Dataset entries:
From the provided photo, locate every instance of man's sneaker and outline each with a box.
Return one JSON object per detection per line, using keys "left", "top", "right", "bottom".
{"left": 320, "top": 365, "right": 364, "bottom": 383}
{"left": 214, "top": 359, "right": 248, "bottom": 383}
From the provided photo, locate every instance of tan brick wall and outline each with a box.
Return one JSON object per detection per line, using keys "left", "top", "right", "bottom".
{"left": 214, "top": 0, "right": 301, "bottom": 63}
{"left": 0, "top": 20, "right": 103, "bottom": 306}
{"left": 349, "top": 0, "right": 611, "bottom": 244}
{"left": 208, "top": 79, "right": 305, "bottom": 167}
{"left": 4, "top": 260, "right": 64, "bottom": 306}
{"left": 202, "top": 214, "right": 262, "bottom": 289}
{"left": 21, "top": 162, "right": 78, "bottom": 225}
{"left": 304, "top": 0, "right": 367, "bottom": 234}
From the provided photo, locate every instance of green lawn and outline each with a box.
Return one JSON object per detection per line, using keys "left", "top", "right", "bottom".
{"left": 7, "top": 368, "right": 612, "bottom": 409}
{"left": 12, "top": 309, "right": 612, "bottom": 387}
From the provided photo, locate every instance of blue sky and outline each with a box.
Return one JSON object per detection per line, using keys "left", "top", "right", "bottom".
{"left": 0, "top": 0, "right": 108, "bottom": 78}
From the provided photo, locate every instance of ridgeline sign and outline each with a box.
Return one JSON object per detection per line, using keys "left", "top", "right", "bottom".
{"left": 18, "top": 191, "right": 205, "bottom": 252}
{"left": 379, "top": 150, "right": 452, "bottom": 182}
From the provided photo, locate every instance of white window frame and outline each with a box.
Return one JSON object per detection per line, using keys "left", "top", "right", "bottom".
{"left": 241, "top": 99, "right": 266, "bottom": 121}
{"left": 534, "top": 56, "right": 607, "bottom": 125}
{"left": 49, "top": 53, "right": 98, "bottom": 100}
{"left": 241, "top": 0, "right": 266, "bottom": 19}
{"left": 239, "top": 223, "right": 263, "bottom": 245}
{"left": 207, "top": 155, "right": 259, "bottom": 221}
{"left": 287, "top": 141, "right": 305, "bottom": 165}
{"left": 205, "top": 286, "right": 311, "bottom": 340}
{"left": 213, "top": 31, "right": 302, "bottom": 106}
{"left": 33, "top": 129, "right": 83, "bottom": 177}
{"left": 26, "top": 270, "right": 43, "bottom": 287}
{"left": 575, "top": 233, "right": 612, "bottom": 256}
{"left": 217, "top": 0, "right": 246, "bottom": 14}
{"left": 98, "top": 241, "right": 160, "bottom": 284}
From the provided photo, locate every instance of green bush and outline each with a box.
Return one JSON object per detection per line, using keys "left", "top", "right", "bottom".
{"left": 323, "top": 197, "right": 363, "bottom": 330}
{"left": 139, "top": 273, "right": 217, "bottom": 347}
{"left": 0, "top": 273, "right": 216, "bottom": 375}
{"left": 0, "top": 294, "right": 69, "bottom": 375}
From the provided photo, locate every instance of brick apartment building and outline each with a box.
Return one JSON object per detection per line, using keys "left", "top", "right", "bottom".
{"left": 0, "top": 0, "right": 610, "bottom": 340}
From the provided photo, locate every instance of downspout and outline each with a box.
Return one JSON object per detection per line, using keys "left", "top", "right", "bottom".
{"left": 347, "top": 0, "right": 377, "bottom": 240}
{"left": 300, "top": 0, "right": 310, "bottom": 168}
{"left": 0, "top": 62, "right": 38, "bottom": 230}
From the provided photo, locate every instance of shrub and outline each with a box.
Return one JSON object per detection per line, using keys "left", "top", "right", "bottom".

- _Task details_:
Each line of the data is to be retyped exactly.

- _Answer section_:
From the provided photo, locate every instance of man's sneaker and outline each with a box.
Return one JSON object per detection per line, using keys "left", "top", "right", "bottom".
{"left": 320, "top": 365, "right": 364, "bottom": 383}
{"left": 214, "top": 359, "right": 248, "bottom": 383}
From the provided photo, locate every instance of tan brick wall and outline each with a box.
Return one JSON object per detection per line, using keys "left", "top", "right", "bottom".
{"left": 214, "top": 0, "right": 301, "bottom": 63}
{"left": 0, "top": 20, "right": 103, "bottom": 306}
{"left": 349, "top": 0, "right": 611, "bottom": 244}
{"left": 208, "top": 79, "right": 305, "bottom": 167}
{"left": 4, "top": 260, "right": 64, "bottom": 306}
{"left": 202, "top": 214, "right": 262, "bottom": 289}
{"left": 21, "top": 162, "right": 78, "bottom": 225}
{"left": 304, "top": 0, "right": 367, "bottom": 234}
From the provided photo, locate every instance of green lawn and outline each with a box.
Return one JSON object per detection per line, using keys "left", "top", "right", "bottom".
{"left": 7, "top": 368, "right": 612, "bottom": 409}
{"left": 12, "top": 309, "right": 612, "bottom": 387}
From the provided photo, locate every instance of blue sky and outline each with a box.
Return one JSON object per detection per line, using keys "left", "top", "right", "bottom".
{"left": 0, "top": 0, "right": 108, "bottom": 78}
From the provided photo, locate every instance of ridgeline sign and outline each with a box.
Return one JSON object per detection per line, using keys "left", "top", "right", "bottom".
{"left": 18, "top": 191, "right": 205, "bottom": 252}
{"left": 379, "top": 150, "right": 452, "bottom": 182}
From the provided photo, locate every instance of white window frame and outline each with a box.
Return one JSON object per detection per line, using keys "left", "top", "right", "bottom".
{"left": 241, "top": 99, "right": 266, "bottom": 121}
{"left": 534, "top": 56, "right": 607, "bottom": 125}
{"left": 49, "top": 53, "right": 98, "bottom": 100}
{"left": 241, "top": 0, "right": 266, "bottom": 19}
{"left": 239, "top": 223, "right": 263, "bottom": 245}
{"left": 207, "top": 155, "right": 259, "bottom": 221}
{"left": 287, "top": 141, "right": 305, "bottom": 165}
{"left": 205, "top": 286, "right": 311, "bottom": 340}
{"left": 213, "top": 31, "right": 302, "bottom": 106}
{"left": 33, "top": 129, "right": 83, "bottom": 177}
{"left": 26, "top": 270, "right": 43, "bottom": 287}
{"left": 575, "top": 233, "right": 612, "bottom": 256}
{"left": 217, "top": 0, "right": 246, "bottom": 14}
{"left": 98, "top": 241, "right": 160, "bottom": 284}
From the provided photo, locate every instance of green bush and outline each with a box.
Return one JSON object per detection per line, using keys "left", "top", "right", "bottom".
{"left": 323, "top": 197, "right": 363, "bottom": 330}
{"left": 139, "top": 273, "right": 217, "bottom": 347}
{"left": 0, "top": 273, "right": 216, "bottom": 375}
{"left": 0, "top": 294, "right": 69, "bottom": 375}
From the provided photo, locate every instance of brick apartment building and outline each with a box.
Return one JSON object per detection per line, using keys "left", "top", "right", "bottom".
{"left": 0, "top": 0, "right": 610, "bottom": 340}
From the provided photo, locate every instance of downspout and outline each with a box.
Return one JSON object per detection per line, using keys "left", "top", "right", "bottom".
{"left": 347, "top": 0, "right": 377, "bottom": 240}
{"left": 300, "top": 0, "right": 310, "bottom": 168}
{"left": 0, "top": 62, "right": 38, "bottom": 230}
From the provided photo, locate every instance of shrub and outline each with a box.
Return one JSON object per detection per line, using keys "left", "top", "right", "bottom".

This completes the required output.